◆ **What you need to do**: Show every line of the rows below that contains the word "road".

• • • •

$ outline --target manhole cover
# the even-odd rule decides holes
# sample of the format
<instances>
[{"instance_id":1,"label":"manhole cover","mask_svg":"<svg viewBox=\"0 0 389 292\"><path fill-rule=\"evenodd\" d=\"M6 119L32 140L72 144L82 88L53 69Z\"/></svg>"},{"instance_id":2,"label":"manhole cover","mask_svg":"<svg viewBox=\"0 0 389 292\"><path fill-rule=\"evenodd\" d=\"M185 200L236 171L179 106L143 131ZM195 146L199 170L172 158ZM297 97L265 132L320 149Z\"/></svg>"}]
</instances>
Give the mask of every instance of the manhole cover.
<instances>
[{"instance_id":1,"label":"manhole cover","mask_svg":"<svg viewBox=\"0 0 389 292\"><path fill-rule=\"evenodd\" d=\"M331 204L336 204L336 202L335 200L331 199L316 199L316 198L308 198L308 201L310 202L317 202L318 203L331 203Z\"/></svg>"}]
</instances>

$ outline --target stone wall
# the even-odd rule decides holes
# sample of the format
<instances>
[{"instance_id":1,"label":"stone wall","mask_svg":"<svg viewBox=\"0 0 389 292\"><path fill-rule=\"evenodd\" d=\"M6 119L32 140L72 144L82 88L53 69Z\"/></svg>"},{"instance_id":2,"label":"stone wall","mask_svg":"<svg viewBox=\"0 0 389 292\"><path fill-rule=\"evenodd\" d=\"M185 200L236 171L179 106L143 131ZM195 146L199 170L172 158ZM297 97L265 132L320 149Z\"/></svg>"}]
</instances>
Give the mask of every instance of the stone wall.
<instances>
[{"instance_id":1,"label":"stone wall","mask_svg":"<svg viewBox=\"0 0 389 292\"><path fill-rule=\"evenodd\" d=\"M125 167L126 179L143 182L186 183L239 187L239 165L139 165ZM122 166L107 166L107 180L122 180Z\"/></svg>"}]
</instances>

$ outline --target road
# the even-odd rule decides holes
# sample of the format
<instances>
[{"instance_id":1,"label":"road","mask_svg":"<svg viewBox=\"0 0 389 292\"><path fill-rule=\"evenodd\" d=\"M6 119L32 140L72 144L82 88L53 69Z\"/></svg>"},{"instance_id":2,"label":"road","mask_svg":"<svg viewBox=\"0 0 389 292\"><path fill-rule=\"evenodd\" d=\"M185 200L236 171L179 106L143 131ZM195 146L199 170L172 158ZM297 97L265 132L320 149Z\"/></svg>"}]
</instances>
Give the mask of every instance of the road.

• • • •

◆ **Task result**:
$ outline --target road
[{"instance_id":1,"label":"road","mask_svg":"<svg viewBox=\"0 0 389 292\"><path fill-rule=\"evenodd\" d=\"M6 119L32 140L72 144L82 88L53 69Z\"/></svg>"},{"instance_id":2,"label":"road","mask_svg":"<svg viewBox=\"0 0 389 292\"><path fill-rule=\"evenodd\" d=\"M185 200L236 171L179 106L143 131ZM195 146L199 170L172 158ZM297 97L265 132L320 149Z\"/></svg>"}]
Give the mask of every instance of the road.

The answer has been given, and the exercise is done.